» **Sayfa Alıntısı**:
++++++
Research Article
BibTex RIS Cite

Perovskit tipi proton ileten bir malzemenin sentezi, karakterizasyonu ve iletkenlik ölçümü

Year 2017, Volume: 19 Issue: 3, 58 - 63, 07.12.2017
https://doi.org/10.25092/baunfbed.363763

Abstract

ABO3
perovskite ailesinden olan seramik esaslı malzemeler, gaz ortamına bağlı olarak
orta sıcaklıklarda (500-800°C) hem proton hem de oksijen iyonu iletkenliğini
göstermektedir. Bu tür malzemeler çok yönlü taşıma özelliklerinden ve bunların
orta sıcaklık katı oksit yakıt pillerinde elektrolit olarak kullanılma
potansiyellerinden dolayı ilgi çekmiştir. 
Bu çalışmada, katıhal reaksiyon yöntemi kullanılarak bir perovskit tip
proton iletken malzeme sentezlenmiştir.  X-ışını
difraksiyonu (XRD) ve X-ışını enerji dağılımı spektrometresi (EDXS)
++++++
» **Veri Satırları**:
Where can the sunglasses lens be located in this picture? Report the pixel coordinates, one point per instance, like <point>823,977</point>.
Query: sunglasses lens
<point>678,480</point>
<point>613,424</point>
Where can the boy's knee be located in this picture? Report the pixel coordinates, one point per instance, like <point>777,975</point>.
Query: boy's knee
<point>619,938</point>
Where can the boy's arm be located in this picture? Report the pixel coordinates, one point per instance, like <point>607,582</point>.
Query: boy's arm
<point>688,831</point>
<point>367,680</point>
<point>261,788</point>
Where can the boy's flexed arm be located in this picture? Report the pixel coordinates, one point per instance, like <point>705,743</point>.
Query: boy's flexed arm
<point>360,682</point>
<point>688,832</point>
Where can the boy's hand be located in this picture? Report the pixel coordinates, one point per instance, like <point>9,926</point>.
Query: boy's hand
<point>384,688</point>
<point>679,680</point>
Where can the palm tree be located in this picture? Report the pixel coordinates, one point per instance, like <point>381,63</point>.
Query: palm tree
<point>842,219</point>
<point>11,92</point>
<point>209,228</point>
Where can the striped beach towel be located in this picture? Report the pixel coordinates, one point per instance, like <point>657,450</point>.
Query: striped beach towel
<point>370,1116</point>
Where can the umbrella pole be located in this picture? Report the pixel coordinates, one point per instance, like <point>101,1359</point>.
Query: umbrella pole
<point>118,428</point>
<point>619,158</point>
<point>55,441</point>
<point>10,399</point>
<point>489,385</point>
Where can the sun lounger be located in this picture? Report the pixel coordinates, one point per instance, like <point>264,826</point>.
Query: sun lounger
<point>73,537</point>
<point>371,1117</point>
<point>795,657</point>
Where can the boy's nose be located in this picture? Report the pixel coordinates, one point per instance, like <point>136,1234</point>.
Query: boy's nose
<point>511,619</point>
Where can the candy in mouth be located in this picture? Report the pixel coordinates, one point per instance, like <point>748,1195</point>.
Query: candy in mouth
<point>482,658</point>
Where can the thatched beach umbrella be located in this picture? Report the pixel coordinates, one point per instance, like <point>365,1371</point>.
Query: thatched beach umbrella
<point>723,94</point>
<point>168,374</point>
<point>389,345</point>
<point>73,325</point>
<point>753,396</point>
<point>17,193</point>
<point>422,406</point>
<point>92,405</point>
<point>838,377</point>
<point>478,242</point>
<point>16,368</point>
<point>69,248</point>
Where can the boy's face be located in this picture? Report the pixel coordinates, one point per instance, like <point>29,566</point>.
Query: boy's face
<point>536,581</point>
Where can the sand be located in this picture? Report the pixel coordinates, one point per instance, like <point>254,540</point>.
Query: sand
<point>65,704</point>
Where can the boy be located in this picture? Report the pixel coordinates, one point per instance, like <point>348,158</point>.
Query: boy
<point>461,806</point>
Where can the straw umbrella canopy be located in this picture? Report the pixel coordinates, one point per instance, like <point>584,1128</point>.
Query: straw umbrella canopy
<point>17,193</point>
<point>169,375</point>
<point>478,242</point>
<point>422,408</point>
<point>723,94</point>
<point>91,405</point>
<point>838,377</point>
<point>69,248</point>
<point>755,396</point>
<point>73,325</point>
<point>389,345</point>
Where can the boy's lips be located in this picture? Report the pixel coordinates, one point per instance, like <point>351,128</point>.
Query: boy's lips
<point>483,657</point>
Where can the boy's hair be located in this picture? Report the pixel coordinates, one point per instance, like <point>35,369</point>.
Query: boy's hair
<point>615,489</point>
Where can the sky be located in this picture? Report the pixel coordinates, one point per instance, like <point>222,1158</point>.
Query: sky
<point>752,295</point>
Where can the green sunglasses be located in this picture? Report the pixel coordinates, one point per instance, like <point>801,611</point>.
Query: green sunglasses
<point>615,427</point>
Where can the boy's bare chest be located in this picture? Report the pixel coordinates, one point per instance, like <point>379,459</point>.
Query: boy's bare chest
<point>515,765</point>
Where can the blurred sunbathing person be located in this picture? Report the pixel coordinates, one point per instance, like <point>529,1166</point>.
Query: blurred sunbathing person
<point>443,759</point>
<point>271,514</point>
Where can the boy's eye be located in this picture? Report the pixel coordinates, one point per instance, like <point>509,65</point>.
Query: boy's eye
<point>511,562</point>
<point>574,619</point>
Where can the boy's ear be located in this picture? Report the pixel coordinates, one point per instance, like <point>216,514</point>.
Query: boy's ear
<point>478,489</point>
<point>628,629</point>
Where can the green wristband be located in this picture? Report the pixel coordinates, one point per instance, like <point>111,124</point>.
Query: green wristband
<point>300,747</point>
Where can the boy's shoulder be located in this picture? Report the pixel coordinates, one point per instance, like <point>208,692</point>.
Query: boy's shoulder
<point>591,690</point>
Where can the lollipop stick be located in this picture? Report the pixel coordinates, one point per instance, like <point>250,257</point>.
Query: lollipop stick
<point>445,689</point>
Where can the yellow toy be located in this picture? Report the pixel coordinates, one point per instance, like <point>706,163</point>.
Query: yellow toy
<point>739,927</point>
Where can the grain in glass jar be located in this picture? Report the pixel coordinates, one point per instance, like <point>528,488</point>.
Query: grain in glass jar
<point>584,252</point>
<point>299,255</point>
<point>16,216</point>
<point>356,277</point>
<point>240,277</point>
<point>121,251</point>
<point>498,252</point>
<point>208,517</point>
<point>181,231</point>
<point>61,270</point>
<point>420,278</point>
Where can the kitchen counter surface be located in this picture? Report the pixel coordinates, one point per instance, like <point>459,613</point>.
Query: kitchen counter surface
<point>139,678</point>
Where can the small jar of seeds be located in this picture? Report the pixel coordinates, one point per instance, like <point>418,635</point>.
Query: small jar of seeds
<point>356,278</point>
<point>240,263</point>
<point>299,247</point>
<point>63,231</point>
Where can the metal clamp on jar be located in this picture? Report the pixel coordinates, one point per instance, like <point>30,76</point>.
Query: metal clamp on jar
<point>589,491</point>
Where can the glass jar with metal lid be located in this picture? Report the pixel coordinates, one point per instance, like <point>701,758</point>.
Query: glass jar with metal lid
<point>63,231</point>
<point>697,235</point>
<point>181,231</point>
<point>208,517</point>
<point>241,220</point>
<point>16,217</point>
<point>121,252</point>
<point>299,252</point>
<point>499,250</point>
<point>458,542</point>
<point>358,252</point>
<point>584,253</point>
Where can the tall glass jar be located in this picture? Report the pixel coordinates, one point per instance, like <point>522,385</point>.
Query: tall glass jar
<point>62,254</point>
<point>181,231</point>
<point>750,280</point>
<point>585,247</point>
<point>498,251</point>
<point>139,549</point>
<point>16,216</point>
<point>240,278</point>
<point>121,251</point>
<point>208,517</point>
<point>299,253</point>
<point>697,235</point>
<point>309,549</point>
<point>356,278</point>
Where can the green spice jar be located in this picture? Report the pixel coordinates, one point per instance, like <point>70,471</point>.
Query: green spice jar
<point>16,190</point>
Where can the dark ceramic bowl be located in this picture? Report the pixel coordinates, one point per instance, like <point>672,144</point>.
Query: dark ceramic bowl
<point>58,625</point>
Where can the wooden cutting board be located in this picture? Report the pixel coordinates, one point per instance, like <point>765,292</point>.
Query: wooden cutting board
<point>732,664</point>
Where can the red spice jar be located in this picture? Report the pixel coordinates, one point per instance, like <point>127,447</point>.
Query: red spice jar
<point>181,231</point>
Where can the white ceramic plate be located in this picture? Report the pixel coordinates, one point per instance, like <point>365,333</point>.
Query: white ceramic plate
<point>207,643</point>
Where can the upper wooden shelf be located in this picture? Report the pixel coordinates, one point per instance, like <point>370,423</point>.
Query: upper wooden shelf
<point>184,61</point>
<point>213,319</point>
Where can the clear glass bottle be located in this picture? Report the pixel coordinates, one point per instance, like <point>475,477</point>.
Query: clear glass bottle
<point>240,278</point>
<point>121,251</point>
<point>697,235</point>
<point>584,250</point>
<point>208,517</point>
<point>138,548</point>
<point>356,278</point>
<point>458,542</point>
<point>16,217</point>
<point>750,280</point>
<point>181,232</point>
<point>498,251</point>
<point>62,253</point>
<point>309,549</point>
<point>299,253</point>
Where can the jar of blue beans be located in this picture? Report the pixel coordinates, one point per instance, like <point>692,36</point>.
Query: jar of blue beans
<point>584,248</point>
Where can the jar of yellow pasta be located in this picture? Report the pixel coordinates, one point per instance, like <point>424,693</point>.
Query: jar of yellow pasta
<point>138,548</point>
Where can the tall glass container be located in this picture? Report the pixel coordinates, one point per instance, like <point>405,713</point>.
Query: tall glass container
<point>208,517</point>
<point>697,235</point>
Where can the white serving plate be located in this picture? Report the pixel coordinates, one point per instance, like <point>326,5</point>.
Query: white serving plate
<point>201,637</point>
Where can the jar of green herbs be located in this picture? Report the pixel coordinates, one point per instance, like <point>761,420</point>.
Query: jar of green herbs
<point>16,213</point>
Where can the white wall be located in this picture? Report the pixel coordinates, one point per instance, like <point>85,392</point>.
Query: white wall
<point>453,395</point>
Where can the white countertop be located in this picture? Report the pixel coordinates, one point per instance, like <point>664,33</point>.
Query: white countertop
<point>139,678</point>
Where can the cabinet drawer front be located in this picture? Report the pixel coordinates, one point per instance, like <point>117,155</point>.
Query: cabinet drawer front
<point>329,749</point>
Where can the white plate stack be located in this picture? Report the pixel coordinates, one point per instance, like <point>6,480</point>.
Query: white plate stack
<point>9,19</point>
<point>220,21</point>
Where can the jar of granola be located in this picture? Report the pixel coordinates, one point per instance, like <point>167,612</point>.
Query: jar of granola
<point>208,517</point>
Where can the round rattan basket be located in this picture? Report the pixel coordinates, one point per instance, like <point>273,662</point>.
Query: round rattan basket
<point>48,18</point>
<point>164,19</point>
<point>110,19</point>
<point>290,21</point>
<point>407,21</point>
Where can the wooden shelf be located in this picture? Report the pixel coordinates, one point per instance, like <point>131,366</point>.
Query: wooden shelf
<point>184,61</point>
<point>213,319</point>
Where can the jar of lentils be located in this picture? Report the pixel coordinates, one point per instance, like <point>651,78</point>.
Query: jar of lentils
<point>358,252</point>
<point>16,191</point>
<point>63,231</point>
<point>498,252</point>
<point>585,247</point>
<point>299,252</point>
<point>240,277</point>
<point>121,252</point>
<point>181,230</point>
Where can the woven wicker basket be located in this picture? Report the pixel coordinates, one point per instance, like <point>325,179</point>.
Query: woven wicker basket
++++++
» **Problemler ve Görevler**:
1 > Sayfa alıntısında malzemenin sentezi ve incelenmesi için adı geçen yöntem ve teknikleri eksiksiz sıralayın.
2 > Sayfa alıntısında "Bu çalışmada, katıhal" ifadesinden başlayıp "dağılımı spektrometresi (EDXS)" ifadesine kadar (bu ifade de dahil) uzanan kısmı harfi harfine döndürün.
Kayıtların sayfa alıntısıyla hiçbir bağlantısı yoktur.

» **Problemlerin Yanıtları**:
1 >
- Katıhal reaksiyon yöntemi
- X-ışını difraksiyonu (XRD)
- X-ışını enerji dağılımı spektrometresi (EDXS)

2 >
Bu çalışmada, katıhal reaksiyon yöntemi kullanılarak bir perovskit tip
proton iletken malzeme sentezlenmiştir.  X-ışını
difraksiyonu (XRD) ve X-ışını enerji dağılımı spektrometresi (EDXS)